Text provided —
* START *
Not Sure if this is what you asked for. This is all i get on XavierA. If it helps, also sharing ip -details -statistics below:

8: can1: <NOARP,UP,LOWER_UP,ECHO> mtu 16 qdisc pfifo_fast state UP mode DEFAULT group default qlen 10
link/can promiscuity 0
can state ERROR-ACTIVE (berr-counter tx 0 rx 0) restart-ms 0
bitrate 250000 sample-point 0.875
tq 20 prop-seg 87 phase-seg1 87 phase-seg2 25 sjw 1
mttcan: tseg1 2…255 tseg2 0…127 sjw 1…127 brp 1…511 brp-inc 1
mttcan: dtseg1 1…31 dtseg2 0…15 dsjw 1…15 dbrp 1…15 dbrp-inc 1
clock 50000000
re-started bus-errors arbit-lost error-warn error-pass bus-off
0 10 0 1 1 1 numtxqueues 1 numrxqueues 1 gso_max_size 65536 gso_max_segs 65535
RX: bytes packets errors dropped overrun mcast
10588 1325 10 0 0 0
TX: bytes packets errors dropped carrier collsns
4 2 0 1 0 0

These are old snapshots, I will update this to fresh ones on Monday.

Thanks
Rishit

Wasn’t this addressed in CAN Interface not behaving right on AGX - #22 by rborad with correct CAN-High (CAN+)/CAN-Low (CAN-) pins connected?

Is there any way to reproduce the issue with Extended Message ID without the specific IMU?

@VickNV,
Thanks for quick responses.

I copied this log from there. I can reproduce this for all the IMUs i am using, whether Extended ID or not.

FYI, I dint have a good understanding of the problem back then when the thread you are pointing out was active.

In all the cases where I said Unit was working, whether it was Std ID or Ext ID. The unit sent out unchanging data packets. In other words, If you take any unit and program it to send out same data packets over and over, it would work. Which is really strange.

However, IMU data is always changing, no two consecutive packets are same. In that case, what I mentioned in my hypotheses above is observed.

Hope this makes sense.

Regards,
Rishit

Didn’t you say standard 11 bit message ID works in the first post of this topic?
Please try if able to reproduce the issue by using cansend commands to send different data packets.

Sorry for delayed response, I dint have access to the DriveAGX until now, I wanted to give you the latest log.

I did, but in my previous response I mentioned why it was working and how can i reproduce it. Let me quote it again here.
* END *
Provided data —
* START *
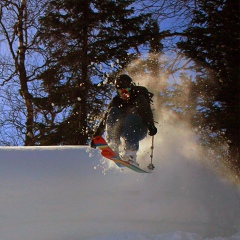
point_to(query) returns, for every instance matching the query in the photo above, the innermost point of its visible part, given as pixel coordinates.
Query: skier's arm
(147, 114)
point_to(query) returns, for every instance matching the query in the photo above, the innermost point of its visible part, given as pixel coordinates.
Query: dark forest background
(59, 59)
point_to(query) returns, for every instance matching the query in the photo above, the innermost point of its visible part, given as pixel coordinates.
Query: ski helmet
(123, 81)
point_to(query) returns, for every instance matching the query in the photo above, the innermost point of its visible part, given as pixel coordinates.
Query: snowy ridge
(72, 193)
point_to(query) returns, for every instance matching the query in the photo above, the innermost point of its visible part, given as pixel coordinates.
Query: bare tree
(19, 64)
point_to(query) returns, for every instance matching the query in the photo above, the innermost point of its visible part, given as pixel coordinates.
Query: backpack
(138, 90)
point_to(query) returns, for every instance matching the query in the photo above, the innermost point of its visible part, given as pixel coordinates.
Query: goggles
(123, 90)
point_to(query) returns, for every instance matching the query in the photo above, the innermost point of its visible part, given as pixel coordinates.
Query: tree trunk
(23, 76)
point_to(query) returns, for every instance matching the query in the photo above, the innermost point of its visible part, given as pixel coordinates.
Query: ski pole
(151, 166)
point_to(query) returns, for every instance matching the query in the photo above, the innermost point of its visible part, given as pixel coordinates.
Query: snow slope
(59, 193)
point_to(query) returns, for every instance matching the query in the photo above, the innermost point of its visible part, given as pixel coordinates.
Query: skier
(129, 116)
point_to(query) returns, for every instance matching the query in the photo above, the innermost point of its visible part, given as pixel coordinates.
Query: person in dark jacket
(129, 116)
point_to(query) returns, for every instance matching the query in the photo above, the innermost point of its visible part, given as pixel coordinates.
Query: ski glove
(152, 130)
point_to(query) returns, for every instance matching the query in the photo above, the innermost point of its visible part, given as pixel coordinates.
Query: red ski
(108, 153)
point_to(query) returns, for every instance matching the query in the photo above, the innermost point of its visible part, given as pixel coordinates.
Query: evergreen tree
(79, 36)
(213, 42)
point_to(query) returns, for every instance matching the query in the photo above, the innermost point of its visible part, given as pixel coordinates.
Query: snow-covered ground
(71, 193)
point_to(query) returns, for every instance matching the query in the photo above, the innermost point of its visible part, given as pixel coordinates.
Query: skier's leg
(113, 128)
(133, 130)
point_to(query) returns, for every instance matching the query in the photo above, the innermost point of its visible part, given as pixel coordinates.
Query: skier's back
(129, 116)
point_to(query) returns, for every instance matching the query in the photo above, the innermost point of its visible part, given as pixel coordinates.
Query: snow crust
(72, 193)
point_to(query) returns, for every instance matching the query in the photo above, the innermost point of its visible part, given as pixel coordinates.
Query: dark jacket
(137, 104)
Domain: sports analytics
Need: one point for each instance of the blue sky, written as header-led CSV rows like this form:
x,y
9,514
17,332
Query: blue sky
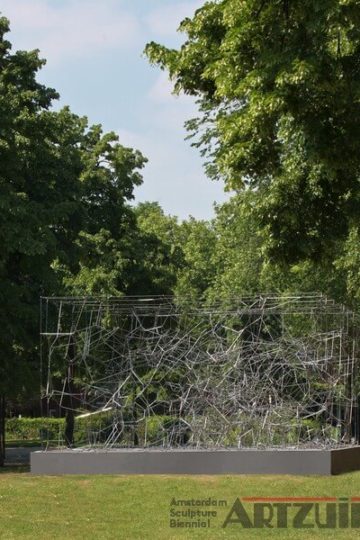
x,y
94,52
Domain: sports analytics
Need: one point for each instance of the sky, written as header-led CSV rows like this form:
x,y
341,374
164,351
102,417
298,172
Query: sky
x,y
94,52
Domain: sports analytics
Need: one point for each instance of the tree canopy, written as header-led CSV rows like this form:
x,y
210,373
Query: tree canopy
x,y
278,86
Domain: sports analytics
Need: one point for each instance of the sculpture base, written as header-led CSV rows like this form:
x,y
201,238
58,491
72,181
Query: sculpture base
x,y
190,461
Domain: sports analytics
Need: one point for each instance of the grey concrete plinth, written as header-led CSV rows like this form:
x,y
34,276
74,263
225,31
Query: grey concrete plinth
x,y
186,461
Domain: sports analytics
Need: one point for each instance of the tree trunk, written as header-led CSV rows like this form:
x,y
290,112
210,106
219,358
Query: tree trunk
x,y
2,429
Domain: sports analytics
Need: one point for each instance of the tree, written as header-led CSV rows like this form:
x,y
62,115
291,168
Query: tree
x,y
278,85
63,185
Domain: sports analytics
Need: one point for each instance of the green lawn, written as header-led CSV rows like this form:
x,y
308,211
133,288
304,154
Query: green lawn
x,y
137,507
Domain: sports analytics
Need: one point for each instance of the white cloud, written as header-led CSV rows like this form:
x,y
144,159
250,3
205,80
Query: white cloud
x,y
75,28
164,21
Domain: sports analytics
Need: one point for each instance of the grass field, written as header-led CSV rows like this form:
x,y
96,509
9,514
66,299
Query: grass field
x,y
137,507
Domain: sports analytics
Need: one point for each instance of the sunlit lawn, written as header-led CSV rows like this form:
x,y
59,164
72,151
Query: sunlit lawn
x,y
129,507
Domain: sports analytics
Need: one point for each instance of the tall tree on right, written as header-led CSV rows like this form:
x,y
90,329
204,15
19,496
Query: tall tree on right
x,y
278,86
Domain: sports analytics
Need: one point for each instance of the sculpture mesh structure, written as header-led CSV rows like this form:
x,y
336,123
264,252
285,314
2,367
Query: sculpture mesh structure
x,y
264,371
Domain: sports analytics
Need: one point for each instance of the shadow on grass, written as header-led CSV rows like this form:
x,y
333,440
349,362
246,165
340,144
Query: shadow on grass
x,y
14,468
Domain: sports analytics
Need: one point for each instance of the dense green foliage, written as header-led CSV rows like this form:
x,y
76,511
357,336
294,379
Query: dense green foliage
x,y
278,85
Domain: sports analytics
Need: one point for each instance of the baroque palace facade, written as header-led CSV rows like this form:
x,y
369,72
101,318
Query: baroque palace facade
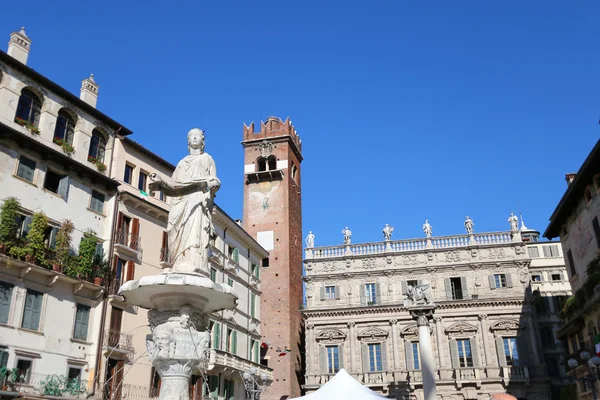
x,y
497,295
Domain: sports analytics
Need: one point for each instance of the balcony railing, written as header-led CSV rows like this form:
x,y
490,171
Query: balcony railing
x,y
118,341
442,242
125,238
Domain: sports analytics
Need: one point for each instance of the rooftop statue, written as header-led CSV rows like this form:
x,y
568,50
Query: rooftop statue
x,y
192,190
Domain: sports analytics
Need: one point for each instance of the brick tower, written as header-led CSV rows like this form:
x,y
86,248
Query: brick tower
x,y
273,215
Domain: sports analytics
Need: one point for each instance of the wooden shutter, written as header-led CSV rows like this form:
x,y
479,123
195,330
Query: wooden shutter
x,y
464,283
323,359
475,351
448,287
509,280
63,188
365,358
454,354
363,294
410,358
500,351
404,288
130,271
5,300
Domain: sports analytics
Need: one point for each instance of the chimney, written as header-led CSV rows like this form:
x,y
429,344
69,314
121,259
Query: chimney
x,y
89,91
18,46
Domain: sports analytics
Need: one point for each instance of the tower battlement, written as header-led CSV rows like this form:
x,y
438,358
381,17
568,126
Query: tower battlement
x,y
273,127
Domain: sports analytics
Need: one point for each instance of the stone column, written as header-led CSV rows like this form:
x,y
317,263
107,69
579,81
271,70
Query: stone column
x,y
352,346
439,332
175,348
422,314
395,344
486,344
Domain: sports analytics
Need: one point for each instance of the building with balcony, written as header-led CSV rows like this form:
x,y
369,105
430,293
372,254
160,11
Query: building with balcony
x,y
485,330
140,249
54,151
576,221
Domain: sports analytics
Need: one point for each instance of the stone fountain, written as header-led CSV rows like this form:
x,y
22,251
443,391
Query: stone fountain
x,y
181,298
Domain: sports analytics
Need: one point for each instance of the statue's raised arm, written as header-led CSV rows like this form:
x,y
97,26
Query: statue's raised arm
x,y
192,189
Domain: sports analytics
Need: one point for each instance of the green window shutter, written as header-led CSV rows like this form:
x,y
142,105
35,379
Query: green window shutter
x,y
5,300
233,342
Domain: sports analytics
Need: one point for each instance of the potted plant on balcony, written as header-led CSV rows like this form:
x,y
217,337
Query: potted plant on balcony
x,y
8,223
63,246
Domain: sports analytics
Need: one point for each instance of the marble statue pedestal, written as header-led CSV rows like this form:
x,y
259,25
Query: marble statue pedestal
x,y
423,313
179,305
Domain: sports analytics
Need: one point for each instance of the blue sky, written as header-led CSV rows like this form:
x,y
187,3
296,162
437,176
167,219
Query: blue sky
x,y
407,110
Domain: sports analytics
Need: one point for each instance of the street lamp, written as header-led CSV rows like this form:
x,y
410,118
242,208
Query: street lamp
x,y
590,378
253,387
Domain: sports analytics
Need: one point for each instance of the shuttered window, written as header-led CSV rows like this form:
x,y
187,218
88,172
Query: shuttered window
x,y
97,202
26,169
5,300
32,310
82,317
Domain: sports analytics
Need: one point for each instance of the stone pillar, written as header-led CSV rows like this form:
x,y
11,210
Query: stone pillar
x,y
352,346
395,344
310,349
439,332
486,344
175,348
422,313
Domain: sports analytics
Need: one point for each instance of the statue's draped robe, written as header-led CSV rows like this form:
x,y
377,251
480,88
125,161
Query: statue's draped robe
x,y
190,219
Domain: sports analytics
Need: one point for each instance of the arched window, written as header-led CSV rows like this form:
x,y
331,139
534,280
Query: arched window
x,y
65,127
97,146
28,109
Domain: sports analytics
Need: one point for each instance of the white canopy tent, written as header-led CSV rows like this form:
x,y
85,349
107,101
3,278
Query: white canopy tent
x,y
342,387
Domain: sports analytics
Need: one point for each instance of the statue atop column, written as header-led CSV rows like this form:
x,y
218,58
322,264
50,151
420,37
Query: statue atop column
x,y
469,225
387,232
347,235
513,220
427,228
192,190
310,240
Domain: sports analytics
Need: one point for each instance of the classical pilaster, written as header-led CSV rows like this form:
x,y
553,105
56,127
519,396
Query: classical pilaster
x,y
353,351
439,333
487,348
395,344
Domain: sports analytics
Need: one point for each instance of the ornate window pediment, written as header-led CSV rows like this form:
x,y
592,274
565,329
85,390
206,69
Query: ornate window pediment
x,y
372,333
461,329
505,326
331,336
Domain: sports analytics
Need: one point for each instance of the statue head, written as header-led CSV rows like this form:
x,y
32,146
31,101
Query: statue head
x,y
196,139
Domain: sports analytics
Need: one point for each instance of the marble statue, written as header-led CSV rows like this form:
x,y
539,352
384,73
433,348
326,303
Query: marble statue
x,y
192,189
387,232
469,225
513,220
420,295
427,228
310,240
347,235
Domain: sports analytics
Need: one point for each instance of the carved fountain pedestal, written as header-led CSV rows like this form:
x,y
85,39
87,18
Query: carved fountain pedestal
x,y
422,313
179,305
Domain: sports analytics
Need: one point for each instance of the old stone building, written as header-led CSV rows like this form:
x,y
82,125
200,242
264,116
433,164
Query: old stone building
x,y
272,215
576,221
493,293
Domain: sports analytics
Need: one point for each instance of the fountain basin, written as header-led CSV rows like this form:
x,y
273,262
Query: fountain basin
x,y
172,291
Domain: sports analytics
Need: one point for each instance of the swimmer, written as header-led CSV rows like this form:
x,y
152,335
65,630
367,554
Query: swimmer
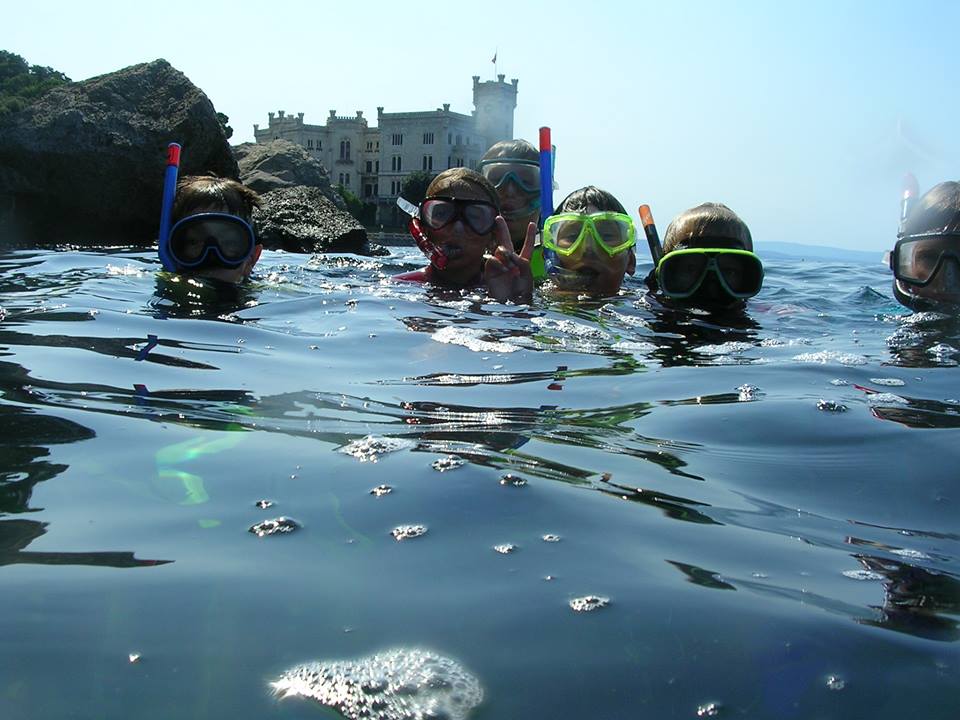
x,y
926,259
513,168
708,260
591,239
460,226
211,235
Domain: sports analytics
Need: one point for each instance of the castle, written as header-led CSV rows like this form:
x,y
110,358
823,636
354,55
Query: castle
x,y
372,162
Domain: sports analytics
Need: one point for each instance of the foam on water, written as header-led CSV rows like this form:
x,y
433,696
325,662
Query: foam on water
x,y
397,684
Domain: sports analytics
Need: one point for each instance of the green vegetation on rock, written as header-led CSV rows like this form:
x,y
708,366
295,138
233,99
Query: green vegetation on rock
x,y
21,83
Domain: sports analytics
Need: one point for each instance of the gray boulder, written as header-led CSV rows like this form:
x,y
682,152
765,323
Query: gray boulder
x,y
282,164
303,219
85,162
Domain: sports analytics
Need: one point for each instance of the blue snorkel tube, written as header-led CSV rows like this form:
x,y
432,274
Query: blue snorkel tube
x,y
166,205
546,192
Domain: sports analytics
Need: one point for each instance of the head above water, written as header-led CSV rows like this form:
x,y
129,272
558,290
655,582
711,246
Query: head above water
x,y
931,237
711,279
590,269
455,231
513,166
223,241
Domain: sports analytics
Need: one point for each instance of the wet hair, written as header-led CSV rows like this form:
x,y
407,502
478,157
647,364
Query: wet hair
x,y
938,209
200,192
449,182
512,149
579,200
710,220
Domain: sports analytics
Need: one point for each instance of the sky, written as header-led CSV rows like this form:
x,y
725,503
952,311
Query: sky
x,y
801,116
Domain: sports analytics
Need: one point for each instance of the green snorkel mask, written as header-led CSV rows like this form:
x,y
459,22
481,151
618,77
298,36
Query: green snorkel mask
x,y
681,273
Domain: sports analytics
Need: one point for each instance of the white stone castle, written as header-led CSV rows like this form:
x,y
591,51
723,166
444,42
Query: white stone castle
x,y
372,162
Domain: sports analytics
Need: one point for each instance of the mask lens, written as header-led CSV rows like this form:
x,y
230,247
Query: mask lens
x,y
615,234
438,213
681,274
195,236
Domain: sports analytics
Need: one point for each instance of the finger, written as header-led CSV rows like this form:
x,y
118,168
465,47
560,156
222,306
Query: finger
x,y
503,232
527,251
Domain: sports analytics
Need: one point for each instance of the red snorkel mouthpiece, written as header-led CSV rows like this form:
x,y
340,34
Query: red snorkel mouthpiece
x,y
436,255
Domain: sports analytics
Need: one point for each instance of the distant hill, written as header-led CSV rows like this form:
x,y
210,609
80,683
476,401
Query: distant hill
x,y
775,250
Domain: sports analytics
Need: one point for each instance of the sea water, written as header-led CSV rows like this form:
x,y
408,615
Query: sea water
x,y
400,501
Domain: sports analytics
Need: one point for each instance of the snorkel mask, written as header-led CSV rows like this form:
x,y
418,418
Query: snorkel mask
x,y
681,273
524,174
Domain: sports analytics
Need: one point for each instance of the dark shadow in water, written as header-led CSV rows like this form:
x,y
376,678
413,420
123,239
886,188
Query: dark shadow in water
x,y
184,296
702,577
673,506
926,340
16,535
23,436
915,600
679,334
* END *
Work to complete —
**a.** Transcribe the stretch of the CAN interface forum thread from "I copied this" through "this makes sense.".
**b.** Using the CAN interface forum thread, decide whether each statement agrees with it. Give yes or no for each, with the deciding words quoted exactly. (i) The can1 interface reports a bitrate of 250000. (ii) Rishit can reproduce the issue only with IMUs that use an Extended ID. (iii) The snapshots Rishit shared are fresh ones.
**c.** Continue the CAN interface forum thread from its last sentence.

Responses to the exercise —
**a.**
I copied this log from there. I can reproduce this for all the IMUs i am using, whether Extended ID or not.

FYI, I dint have a good understanding of the problem back then when the thread you are pointing out was active.

In all the cases where I said Unit was working, whether it was Std ID or Ext ID. The unit sent out unchanging data packets. In other words, If you take any unit and program it to send out same data packets over and over, it would work. Which is really strange.

However, IMU data is always changing, no two consecutive packets are same. In that case, what I mentioned in my hypotheses above is observed.

Hope this makes sense.

**b.**
(i) Yes: "bitrate 250000 sample-point 0.875"
(ii) No: "I can reproduce this for all the IMUs i am using, whether Extended ID or not."
(iii) No: "These are old snapshots, I will update this to fresh ones on Monday."

**c.**
cansend works fine. I connected IMU, Sniffer & XavierA(CAN1) on the bus. Sent a CAN command form XavierA to IMU using cansend. The command was to ask IMU to send out Data packets at 100hz. IMU recognized that command and started sending data packets out on the bus. But XavierA found the error (terminal log attached) after receiving first data packet. log_010221.txt (76.5 KB). Right after this, I sent another command from XavierA to ask IMU to stop sending Data packets and IMU received it and stopped sending data packets.

XavierA can send out as many cansend packets and sniffers receive all of them all right and vice versa. Trouble begins when IMU sends out packets and XavierA is receiving. As mentioned before, I think this is happening because XavierA CAN bit timing is off and sees Stuff problem when it shouldn’t.

Conclusion,

  • IMU receives messages sent from XavierA (cansend)
  • XavierA receives limited(1) messages from IMU. Sends stuffError frame to IMU. On receiving stuffError frame, IMU retries sending same message over again.
  • XavierA receives all the messages sent from the third-party sniffer.

(1) Limited meaning, XavierA receives messages with constant data.

Let me know if this helps or you need more information.

I’m trying to clarify further. If unchanging/constant data works, why XavierA found “Stuff Error Detected” after receiving “first” data packet? What’s the difference between the first data packet and previous unchanging/constant data (tested okay)? Could you double check if the canbus pins connections between Xavier and IMU are correct? Thanks!

Thanks for the reply @VickNV .

In the log I shared, IMU is sending changing/non-const data. Thats why the StuffError. More information below.

Just to recap, when the data packets are non-static, XavierA receives a few packets before it finds stuff error. In this case, XavierA received one packet and found stuff error in the second packet. In another case , XavierA received 7 non-static packets and found the stuff error in 8th packet. It really varies how many packets XavierA receives (range is 0-12 packets) before a stuff error is found. Once a stuff error is detected, I have to reset the socket CAN interface.
To answer your question, there is no difference except the message payload is not the same.

I did. The bus and all the nodes on the bus works fine when XavierA is not connected to the bus. I’ve tried as many as 2 IMUs and 2 different sniffers on the bus at the same time (4 nodes in total) and the everything works great. I’ve also eliminated termination issue possibilities by adding terminations on the nodes incrementally (normally i have two 120 Ohms resistors on the bus). But no luck.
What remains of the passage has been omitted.